▸ **Referring expression data**:
• • • •

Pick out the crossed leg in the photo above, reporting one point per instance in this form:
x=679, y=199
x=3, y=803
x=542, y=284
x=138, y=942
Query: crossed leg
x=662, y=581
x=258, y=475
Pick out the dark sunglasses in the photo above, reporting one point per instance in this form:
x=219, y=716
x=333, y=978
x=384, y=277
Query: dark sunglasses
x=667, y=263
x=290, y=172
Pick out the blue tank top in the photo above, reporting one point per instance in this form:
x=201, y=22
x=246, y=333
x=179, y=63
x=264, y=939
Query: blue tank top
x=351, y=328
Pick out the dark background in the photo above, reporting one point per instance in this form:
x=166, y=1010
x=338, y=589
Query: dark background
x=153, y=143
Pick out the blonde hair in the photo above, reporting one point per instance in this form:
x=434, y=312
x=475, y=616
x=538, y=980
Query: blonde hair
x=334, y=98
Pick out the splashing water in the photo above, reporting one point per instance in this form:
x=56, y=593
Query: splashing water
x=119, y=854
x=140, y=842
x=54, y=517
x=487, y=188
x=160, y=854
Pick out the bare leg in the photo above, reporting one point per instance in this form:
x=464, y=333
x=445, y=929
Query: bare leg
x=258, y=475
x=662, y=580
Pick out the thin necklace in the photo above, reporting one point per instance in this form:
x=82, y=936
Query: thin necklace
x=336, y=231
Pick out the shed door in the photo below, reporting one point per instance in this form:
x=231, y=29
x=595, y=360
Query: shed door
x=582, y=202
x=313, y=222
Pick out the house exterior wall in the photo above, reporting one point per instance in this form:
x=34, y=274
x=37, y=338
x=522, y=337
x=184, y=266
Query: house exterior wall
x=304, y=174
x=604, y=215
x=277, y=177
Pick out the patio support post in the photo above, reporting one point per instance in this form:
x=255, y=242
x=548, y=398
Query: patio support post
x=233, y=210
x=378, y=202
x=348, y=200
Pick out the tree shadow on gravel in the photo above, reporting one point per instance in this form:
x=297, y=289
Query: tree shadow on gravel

• • • •

▸ **WHAT YOU NEED TO DO**: Whenever a line of the records holds the string "gravel", pick it out and copy it.

▸ **EXERCISE RESPONSE**:
Pick out the tree shadow on gravel in the photo above, reporting one point per instance in this form:
Query: tree shadow on gravel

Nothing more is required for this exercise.